● **APPLY WHAT YOU READ**
1) In the text about a mother's death, output the part from "6.16.14 was the" up to and including "love you, forever." word for word.
2) Answer these questions using the text about a mother's death:
(a) What date does the writer call the worst day of their life?
(b) For how many years had the writer feared the moment of the family gathering in her room?
(c) Where did the family eat their meals during the hospital days?
3) Continue the text about a mother's death past its final sentence.

● **TEXT FOR ANALYSIS**
____

6.16.14 was the worst day of my life....yet it does not go unnoticed that it just might be your most favorite day for you entered eternity...paradise...you were welcomed home...you met your maker...you were embraced by your loved ones...esp your dad. you suffered beyond belief yet were rewarded with being flooded with feelings I cant even imagine upon entering heaven. ...365 days later I have kept that imagine in my mind of your being at peace...at you being filled with fulfillment, happiness and above all love...and its been the only thing that has gotten me this far without you...knowing you are at home forever at peace. hopefully with that signature smile you know the one with the crinkled up nose with sparkling eyes...happy heavenly day to you mom. I love you, forever.

Wednesday, June 10, 2015

When fear is reality

I remember standing in your room...looking at your hospital bed....thinking wow your small frame makes that bed look huge when in reality it was your typical twin/single bed. it was late and it was just us five. You looked at all of us...you were mentally with us...which at that time was fleeting..your eyes filled with tears as you finally spoke ...i  love you all so very much...i was given so much in this life - my greatest blessing was being your mom...i am sorry this happened that i brought this into our family - i am sorry i couldn't beat this for you...i am sorry for doing this to you... i am sorry... i love you...i love you so much...  but i can't live like this...i don't think i will make it thru the night...i don't want to live like this...this isn't living...i love you..we were all crying...we know mom...we don't want you to live like this either...no mom this isn't your fault....we love you. we are so grateful to call you our mom...you blessed us. you loved us. you raised us. we love you....i knew in that moment the fate of her destiny was sealed...i was holding onto hope that she would bound back - turn a corner...i knew it was now only a matter of when she would leave us.  I remember not wanting to leave the hospital that nite...i didn't want to go to bed for fear she wouldn't in fact make it thru the nite...i feared for this moment for the last four years...and prior to that gathering in her room it was just a fear...now the difference was..it was reality..it was really happening...it was going to really happen. i thought i prepared myself for that moment knowing it would one day come...turns out i wasn't prepared at all...for nothing can prepare you for such a moment. i am still not prepared...and i never will be chances are...but life continues on. i don't know how but it does...

it was June 10 well actually the early hours of June 11...she would be gone 5 days later...what a nightmare it all was...still is when i think back to those June days of the suffering and struggle her final days were and the exhaustion and pain that came to us as we had no choice but to stand by and watch. i don't think i will ever forget those June days...my jaw just hurting all the time...from biting down so hard to fight the tears back...the intense eye headaches that never left as a result of exhaustion, no sleep and too much crying. staying strong - keeping positive - trying to comfort others We spent our days in the hospital with her - our meals eaten downstairs in the cafeteria as we took turns sitting with her while the others picked at food we forced down.  We would read to her - sing to her - watch tv with her in shifts as the rest would gather in the lounge doing just about anything to distract our minds from the reality that was our lives during those June days...we would laugh..and when we did i remember thinking i never realized how great laughing truly felt...what a simple free blessing we are given in laughing...She was one of two ways - lost in her own thoughts/world or throwing up as a result of pushing fluids to flush the high levels of ammonia from her body.  Neither were pleasant to witness...at all. her sleeping was a welcome state...i would often just sit and look at her ...it was the strangest feeling to see her there yet not see her there...it was my first realization that a body is just a shell for the soul...part of her - the best part of her had quickly started to fade out of this world - her body already showed signs that her full self had started to part...i sat there wondering how did we get here...how is this her story...how is this reality right now. things were moving so fast yet so slow at the same moment. we were all at a lost of words not sure what to think - what to say - what to do...our warrior for the first time didn't appear to be superwoman...our lives were hanging by treads - we stood on crack glass beneath us it was no longer a thought will it shattered now the thought was it was only a matter of time...the world that we knew life to be would forever be altered and we all knew it.

____

● **Extracted records**
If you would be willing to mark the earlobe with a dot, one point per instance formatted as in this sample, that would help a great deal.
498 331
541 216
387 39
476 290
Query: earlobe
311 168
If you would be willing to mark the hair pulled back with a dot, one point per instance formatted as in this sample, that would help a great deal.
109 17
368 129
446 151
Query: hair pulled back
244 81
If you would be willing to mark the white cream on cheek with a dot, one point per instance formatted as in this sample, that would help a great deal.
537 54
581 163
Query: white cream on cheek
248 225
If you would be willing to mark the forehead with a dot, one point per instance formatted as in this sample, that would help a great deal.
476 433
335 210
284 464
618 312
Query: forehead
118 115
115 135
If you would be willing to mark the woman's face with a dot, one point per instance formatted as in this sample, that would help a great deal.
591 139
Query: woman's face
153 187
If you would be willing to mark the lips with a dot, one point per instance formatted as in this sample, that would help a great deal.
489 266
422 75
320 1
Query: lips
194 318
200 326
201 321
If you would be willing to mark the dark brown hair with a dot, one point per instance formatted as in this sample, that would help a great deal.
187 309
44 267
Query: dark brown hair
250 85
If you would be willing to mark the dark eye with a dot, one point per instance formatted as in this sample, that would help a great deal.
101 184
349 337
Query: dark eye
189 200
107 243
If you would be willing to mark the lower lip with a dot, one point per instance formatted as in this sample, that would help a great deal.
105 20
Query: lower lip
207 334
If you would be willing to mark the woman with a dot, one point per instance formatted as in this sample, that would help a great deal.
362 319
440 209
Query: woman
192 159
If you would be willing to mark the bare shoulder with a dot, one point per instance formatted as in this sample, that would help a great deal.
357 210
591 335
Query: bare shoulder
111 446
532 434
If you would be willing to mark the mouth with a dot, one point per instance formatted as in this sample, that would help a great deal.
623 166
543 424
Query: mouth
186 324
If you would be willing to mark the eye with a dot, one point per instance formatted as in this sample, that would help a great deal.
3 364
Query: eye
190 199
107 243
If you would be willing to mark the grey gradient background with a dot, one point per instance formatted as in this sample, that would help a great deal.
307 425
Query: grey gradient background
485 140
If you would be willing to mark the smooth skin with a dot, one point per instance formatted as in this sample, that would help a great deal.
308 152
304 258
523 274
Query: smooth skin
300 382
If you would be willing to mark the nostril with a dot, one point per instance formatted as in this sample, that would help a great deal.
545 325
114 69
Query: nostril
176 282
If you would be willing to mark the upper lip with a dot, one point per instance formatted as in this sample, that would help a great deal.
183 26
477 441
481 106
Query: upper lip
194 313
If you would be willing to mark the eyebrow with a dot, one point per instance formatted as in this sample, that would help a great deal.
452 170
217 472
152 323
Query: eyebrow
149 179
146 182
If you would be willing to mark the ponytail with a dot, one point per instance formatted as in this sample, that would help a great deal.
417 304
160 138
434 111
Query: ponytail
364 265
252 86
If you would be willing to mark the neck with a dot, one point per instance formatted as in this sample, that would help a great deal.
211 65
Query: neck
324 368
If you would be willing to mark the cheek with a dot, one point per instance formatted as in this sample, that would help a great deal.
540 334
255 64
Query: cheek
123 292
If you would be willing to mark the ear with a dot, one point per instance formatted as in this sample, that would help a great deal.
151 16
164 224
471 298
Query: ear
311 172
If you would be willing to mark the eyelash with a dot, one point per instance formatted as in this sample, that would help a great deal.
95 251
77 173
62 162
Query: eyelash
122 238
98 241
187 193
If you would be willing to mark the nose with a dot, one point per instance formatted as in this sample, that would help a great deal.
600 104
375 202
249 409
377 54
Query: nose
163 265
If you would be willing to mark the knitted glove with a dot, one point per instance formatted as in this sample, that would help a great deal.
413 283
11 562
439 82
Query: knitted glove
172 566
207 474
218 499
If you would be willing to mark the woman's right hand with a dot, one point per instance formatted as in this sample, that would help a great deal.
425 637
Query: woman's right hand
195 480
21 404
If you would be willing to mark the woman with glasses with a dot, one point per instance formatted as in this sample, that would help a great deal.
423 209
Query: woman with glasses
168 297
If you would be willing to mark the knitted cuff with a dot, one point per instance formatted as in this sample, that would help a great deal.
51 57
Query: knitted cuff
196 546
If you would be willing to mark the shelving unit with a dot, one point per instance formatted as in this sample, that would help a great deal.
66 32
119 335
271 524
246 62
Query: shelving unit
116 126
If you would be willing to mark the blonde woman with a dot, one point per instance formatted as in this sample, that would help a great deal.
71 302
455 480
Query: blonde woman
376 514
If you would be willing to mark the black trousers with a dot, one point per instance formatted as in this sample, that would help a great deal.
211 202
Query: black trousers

____

● **ANSWERS IN ORDER**
1)
6.16.14 was the worst day of my life....yet it does not go unnoticed that it just might be your most favorite day for you entered eternity...paradise...you were welcomed home...you met your maker...you were embraced by your loved ones...esp your dad. you suffered beyond belief yet were rewarded with being flooded with feelings I cant even imagine upon entering heaven. ...365 days later I have kept that imagine in my mind of your being at peace...at you being filled with fulfillment, happiness and above all love...and its been the only thing that has gotten me this far without you...knowing you are at home forever at peace. hopefully with that signature smile you know the one with the crinkled up nose with sparkling eyes...happy heavenly day to you mom. I love you, forever.

2)
(a) 6.16.14
(b) Four years
(c) Downstairs in the cafeteria

3)
Such a moment can make you realize so much about life...how we spend so much time - energy and thought on things that truly do not matter in any way shape or form when it comes down to it...life is truly about the simplest of moments and i found myself wanting to give just about anything to have those small simple moments back with her. i sat by her bedside and thought of all those moments i was granted to share and create with her...how much those moments  meant to me because i was given the blessing of her - that the single reason why those moments carried so much meaning was simply because of her. my mind would wander and i found myself thinking of all the moments that would now occur without her...how was i going to face not only those moments but life in general without her. my mom - my best friend was fading from my life and i couldn't stop it - i couldn't pause it - fix it - heal her...my only choice was to stand by, watch...and pray...i would say the same things over and over and over...please bring her  peace...please bring her peace...please bring her peace. soon the prayer would change to please take her. please just take her. please just take her now and end this suffering. when that prayer came a part of  what i thought of my lighted soul darkened. you are never the same after you pray for someone to have their life end...and a part of me will never heal from voicing and asking for such a request in prayer...and a part of me will also never forgive him for granting that prayer request...gosh i still wish this wasn't the reality of my life...i miss her terribly...and long to just be embraced by her comfort - by her light - by her love...my soul misses her in ways i will never find the words to express...

i am unsure how but during those June days i found ways to send updates to all those praying and thinking of her. now those posts help me fill in the blanks during a time where all we did was get thru the day...i look at the pictures...read the words...and think the blessing was her suffering thou terrible to witness only lasted for a matter of weeks...that was the game we always played - what could be worse....her suffering more than weeks...that could have been worse...maybe that was a blessing...it could have been worse -hard to actually imagine what we lived thru and she suffered thru...but it is possible - many have it worse.  my heart goes out to those people that have it worse...my heart truly goes out to you.

Sunday, June 7, 2015

my boy...Oz

Born on April 19th, 2015 in Verona ND  to Jake (black lab) and Molly (choc. lab) one of 3 males with 4 females.... weighing a hefty 11 lbs the chunk of the litter at the time of coming home - June 7th, 2015... Meet my man - my boy...Aussie 'Oz' Grinnell Goldmann.

Aussie as a shout out to my mates and my time living in Australia. Truly one the the best places i have ever been - seen and for sure had the honor to call home.

Grinnell named Grinnell Mountain and Grinnell Glacier which just happens to be located in Glacier National Park, Montana.  Hands down my favorite place on the planet. My heart and soul belong in the Big Sky State.

And a special tribute to my warrior - my best friend - my mom by calling him Oz as in the Wizard of Oz - for one of her favorite songs that happened to be sung at her funeral - Somewhere Over the Rainbow.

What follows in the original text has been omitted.